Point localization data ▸
--*--

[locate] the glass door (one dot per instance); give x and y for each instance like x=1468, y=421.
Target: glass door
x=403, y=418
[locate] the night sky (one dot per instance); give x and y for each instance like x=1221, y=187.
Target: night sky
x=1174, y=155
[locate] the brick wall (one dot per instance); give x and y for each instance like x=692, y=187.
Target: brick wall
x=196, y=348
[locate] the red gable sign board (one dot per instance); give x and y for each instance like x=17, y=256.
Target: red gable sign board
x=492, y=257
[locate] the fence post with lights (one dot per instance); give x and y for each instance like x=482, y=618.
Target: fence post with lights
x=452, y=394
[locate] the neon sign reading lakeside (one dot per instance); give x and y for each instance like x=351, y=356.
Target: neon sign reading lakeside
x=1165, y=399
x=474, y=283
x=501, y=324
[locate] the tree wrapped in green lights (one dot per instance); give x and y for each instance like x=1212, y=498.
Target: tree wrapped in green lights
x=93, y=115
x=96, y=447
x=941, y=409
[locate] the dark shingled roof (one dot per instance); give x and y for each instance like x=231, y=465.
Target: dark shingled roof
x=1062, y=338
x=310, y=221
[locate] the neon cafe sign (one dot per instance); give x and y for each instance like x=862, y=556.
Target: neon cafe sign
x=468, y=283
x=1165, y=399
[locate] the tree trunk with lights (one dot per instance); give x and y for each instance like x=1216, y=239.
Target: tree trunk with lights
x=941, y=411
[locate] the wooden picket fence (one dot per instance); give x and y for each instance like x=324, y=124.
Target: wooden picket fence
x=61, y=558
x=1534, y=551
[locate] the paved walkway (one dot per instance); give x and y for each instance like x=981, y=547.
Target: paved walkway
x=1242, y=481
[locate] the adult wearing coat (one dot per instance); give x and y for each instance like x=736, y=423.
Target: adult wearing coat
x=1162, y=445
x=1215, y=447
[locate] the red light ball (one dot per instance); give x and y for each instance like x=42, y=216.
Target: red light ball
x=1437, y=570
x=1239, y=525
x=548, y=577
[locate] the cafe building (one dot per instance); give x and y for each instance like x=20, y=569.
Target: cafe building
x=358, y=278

--*--

What you have to do ▸ With the line that has "Target: night sky" as the first and the line that has "[locate] the tree wrapped" as the last, repeat exactly that run of lines above and no more.

Result ▸
Target: night sky
x=1174, y=155
[locate] the brick wall (one dot per instance); give x and y for each instance like x=692, y=187.
Target: brick wall
x=196, y=348
[locate] the red gable sign board (one dot per instance); give x and y for each instance like x=17, y=256.
Target: red gable sign board
x=492, y=257
[locate] the fence post with lights (one dot per instance); give x and y for each instance like x=482, y=618.
Target: fence post with lights
x=452, y=394
[locate] the neon sign reading lakeside (one dot per instance); give x and y for each instance like x=351, y=356.
Target: neon sign reading lakeside
x=1165, y=399
x=474, y=283
x=501, y=324
[locate] the tree wrapped in green lights (one dot per instance); give x and y for each instance like x=1212, y=498.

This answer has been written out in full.